WORK TO DO:
How many lines in the entries below contain the string "snow"? Reply with the number alone.

Records from a point labeling set:
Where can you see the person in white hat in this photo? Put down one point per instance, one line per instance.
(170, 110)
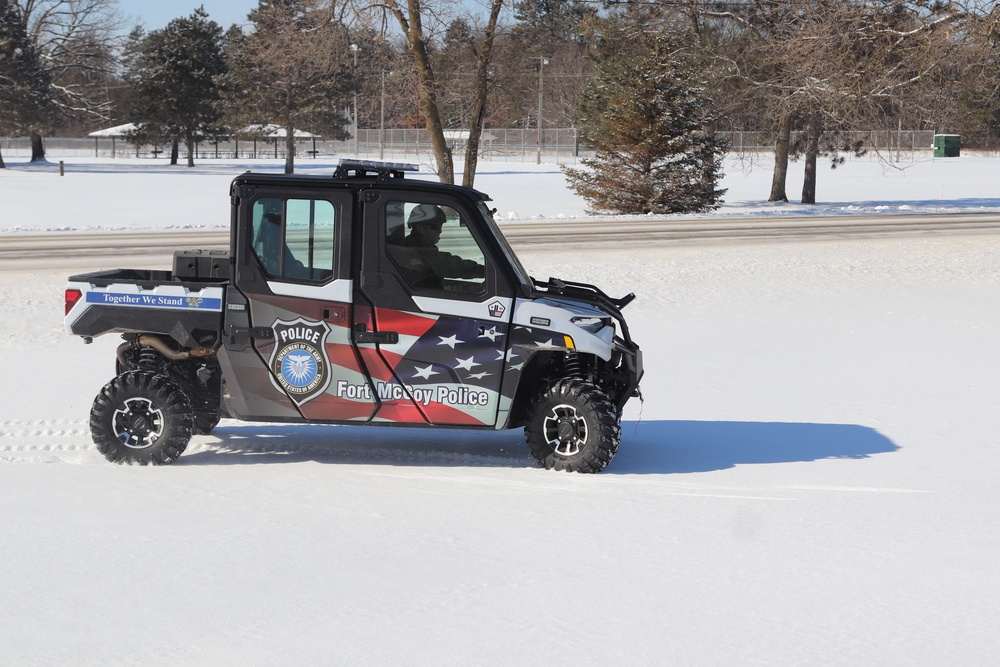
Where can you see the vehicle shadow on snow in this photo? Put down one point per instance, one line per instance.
(240, 444)
(650, 447)
(664, 447)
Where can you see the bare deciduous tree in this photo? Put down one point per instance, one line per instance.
(76, 41)
(293, 69)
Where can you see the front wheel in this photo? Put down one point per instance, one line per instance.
(573, 426)
(141, 418)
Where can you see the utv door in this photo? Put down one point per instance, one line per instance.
(432, 312)
(288, 349)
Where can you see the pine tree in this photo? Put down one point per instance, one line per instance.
(173, 75)
(25, 85)
(648, 123)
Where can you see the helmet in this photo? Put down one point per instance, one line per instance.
(426, 213)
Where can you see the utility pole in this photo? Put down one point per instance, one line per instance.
(542, 62)
(354, 48)
(381, 124)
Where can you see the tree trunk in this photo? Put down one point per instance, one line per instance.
(413, 27)
(478, 111)
(812, 152)
(289, 150)
(781, 160)
(37, 148)
(189, 142)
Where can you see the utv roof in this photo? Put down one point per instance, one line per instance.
(361, 173)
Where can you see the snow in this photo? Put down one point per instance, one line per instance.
(811, 478)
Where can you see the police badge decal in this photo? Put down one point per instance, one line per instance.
(299, 363)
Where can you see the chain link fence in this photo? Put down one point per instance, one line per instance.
(557, 145)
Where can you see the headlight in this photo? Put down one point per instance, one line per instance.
(590, 323)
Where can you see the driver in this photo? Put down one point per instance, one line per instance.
(422, 262)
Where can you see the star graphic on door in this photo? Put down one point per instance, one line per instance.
(425, 373)
(467, 364)
(450, 341)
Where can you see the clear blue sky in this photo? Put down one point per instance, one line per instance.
(155, 14)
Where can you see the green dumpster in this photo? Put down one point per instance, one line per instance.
(947, 145)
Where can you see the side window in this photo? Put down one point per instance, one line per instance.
(433, 247)
(294, 238)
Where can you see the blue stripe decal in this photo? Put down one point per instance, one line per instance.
(154, 301)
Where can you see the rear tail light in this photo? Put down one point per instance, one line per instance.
(72, 296)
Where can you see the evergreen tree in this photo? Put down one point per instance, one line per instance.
(292, 70)
(25, 85)
(648, 124)
(172, 74)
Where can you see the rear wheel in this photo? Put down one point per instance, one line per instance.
(573, 426)
(141, 418)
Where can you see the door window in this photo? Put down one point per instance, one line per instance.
(293, 239)
(432, 247)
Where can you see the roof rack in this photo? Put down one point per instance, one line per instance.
(381, 170)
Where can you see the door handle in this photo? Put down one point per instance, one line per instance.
(362, 335)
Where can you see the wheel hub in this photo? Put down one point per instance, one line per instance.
(138, 423)
(565, 430)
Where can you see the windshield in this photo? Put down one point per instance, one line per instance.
(512, 260)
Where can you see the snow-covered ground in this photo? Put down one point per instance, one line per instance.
(129, 193)
(811, 479)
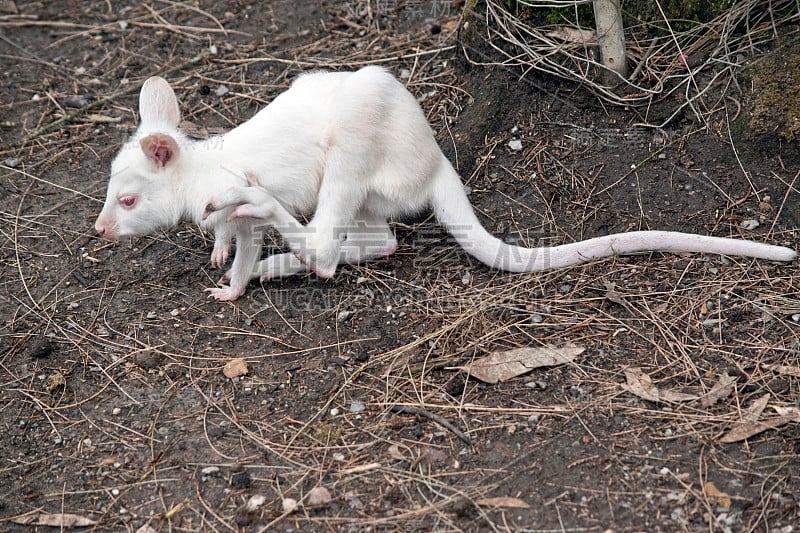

SOLUTION FOR THIS TASK:
3